++++ AVAILABLE DATA ++++

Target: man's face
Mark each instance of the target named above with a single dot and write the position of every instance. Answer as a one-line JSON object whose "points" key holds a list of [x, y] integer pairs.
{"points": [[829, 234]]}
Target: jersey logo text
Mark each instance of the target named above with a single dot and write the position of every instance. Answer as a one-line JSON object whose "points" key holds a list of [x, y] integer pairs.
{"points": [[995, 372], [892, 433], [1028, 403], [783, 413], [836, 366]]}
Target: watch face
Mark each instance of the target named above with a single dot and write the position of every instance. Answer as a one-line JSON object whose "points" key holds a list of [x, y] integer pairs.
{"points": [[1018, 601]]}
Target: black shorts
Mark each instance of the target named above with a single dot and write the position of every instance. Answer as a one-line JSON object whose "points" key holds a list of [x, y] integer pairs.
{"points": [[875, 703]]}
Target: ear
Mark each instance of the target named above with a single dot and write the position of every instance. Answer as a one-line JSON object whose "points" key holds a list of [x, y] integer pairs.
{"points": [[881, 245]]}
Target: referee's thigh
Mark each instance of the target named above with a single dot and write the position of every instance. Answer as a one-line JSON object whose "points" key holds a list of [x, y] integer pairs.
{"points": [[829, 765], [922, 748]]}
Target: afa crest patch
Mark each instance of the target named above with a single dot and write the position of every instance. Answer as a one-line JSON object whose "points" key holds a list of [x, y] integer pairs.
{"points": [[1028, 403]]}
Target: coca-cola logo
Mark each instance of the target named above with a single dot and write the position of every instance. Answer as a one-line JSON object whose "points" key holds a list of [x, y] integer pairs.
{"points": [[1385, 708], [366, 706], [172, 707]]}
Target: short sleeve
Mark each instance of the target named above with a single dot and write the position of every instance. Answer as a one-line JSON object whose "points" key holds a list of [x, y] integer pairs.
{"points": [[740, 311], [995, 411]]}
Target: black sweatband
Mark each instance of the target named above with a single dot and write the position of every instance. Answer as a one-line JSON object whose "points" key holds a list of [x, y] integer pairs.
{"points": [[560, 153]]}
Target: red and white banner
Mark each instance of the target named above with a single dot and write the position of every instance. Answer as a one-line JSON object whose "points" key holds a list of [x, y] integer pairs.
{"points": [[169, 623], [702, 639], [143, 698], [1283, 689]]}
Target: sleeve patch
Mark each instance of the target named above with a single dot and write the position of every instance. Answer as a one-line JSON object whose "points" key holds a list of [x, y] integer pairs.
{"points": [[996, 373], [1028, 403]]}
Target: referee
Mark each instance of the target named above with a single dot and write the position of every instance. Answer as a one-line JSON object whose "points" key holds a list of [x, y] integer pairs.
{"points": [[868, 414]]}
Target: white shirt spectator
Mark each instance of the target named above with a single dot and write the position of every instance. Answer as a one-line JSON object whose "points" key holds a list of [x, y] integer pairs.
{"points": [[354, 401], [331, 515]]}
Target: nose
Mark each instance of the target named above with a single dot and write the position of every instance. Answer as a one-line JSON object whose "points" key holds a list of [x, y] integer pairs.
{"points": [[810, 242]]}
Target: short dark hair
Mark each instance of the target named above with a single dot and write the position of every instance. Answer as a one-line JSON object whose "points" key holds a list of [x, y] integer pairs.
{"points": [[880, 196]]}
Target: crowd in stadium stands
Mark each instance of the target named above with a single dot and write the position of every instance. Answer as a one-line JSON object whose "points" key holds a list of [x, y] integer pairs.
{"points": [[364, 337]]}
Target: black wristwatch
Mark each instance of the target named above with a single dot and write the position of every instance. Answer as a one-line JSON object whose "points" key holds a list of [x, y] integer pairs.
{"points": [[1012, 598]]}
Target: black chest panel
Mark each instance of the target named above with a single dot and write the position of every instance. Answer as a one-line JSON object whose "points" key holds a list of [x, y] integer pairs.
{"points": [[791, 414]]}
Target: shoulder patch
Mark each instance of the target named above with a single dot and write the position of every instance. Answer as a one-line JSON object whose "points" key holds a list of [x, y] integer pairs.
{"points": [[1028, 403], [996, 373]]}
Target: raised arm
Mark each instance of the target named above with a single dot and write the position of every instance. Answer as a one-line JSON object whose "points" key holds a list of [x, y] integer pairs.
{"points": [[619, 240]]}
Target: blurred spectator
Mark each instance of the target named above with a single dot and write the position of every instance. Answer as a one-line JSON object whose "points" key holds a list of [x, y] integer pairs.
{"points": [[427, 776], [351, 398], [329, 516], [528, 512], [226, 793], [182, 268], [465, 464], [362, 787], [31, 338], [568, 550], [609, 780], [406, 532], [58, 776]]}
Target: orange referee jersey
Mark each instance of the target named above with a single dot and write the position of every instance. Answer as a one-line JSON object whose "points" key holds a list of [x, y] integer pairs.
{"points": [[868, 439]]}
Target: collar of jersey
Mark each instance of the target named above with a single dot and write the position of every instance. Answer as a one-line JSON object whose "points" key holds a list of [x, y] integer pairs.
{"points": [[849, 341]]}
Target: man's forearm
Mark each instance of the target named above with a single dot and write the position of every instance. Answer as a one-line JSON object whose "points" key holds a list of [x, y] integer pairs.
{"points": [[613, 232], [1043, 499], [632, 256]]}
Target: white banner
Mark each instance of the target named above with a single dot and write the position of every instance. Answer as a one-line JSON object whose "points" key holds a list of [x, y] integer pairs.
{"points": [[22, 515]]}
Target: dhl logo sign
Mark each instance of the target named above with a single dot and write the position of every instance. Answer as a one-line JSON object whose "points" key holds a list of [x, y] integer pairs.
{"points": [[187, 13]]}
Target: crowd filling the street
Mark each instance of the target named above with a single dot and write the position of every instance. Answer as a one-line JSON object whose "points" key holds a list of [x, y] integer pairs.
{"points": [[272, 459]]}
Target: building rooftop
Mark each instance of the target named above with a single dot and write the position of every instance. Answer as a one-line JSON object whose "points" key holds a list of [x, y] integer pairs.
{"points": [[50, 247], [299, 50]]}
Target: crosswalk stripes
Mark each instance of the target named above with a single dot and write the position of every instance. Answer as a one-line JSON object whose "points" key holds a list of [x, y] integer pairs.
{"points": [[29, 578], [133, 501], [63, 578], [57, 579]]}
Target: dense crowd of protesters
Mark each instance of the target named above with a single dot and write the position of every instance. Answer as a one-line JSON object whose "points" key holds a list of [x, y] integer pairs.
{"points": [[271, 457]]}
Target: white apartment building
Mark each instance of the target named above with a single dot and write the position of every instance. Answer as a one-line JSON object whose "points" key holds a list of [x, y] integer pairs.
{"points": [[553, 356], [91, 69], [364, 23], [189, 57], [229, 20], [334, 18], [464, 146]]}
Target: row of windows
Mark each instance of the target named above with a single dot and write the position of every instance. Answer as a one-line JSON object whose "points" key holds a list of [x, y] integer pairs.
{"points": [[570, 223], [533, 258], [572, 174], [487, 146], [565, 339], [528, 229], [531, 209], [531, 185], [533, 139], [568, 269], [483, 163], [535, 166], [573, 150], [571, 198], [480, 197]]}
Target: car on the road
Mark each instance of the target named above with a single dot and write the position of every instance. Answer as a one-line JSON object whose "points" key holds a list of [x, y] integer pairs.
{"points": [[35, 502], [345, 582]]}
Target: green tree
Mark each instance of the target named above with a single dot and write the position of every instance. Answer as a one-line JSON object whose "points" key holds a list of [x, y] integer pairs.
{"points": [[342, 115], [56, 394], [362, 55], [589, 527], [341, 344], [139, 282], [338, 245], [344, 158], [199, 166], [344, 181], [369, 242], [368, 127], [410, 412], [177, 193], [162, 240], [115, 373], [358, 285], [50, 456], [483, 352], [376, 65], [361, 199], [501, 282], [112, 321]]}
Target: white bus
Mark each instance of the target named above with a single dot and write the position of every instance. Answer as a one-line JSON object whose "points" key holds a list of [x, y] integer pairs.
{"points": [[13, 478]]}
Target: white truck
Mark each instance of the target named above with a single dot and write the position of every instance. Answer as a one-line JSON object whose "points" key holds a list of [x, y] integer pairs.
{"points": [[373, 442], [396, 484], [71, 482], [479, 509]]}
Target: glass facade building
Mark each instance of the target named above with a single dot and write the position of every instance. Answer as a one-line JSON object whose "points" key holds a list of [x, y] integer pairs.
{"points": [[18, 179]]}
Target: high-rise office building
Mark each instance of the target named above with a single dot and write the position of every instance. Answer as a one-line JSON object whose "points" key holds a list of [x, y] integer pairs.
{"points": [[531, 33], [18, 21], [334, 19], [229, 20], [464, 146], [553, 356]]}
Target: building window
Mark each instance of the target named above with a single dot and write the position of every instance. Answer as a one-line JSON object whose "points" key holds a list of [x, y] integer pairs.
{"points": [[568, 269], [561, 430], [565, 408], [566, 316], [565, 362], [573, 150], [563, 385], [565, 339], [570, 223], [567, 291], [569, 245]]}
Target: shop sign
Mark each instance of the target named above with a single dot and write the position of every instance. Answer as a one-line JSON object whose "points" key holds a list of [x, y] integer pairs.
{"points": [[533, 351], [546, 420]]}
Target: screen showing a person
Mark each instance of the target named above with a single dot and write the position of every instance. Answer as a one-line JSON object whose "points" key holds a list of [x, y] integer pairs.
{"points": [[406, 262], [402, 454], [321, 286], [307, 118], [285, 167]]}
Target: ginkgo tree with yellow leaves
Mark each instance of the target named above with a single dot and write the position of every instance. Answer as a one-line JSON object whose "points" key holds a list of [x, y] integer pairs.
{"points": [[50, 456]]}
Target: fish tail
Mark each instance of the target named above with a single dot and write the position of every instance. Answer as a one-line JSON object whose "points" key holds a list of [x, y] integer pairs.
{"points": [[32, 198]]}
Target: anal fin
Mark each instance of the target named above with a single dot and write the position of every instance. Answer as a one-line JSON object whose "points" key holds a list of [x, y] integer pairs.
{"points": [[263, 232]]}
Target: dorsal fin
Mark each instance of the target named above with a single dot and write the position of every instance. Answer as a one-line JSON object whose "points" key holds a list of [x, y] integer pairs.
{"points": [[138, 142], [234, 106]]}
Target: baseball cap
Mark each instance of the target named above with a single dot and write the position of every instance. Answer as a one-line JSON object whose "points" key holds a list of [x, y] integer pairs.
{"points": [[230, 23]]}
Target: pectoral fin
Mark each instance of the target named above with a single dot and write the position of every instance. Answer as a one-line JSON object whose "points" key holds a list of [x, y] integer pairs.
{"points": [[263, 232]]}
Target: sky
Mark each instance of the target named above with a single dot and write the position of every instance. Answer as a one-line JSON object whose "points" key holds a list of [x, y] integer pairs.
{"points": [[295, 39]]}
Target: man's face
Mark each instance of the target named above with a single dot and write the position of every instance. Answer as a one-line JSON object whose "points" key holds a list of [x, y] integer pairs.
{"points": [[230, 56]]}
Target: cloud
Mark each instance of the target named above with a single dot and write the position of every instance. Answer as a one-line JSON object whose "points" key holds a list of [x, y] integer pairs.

++++

- _WHAT YOU HAVE TO DO_
Reproduce the data as a numbered list, starting at the line that contains "Target: sky" and ending at the final line of the data, with both of those lines included. Omit any blank lines.

- _TASK ANSWER_
1. Target: sky
2. Mark each instance of the target named above with a single dot and write the position of every instance. Answer as a one-line JSON object whose "points" key holds a list of [x, y] integer pairs.
3. {"points": [[295, 39]]}
4. Target: man's face
5. Mark each instance of the target named above with a single dot and write the position of every instance. Answer as a one-line JSON object whose "points" key holds a list of [x, y] integer pairs.
6. {"points": [[230, 56]]}
7. Target: cloud
8. Mark each instance of the target named above with a single dot and write the position of every instance. Answer as a one-line JSON object whose "points" key holds a list of [x, y] integer pairs.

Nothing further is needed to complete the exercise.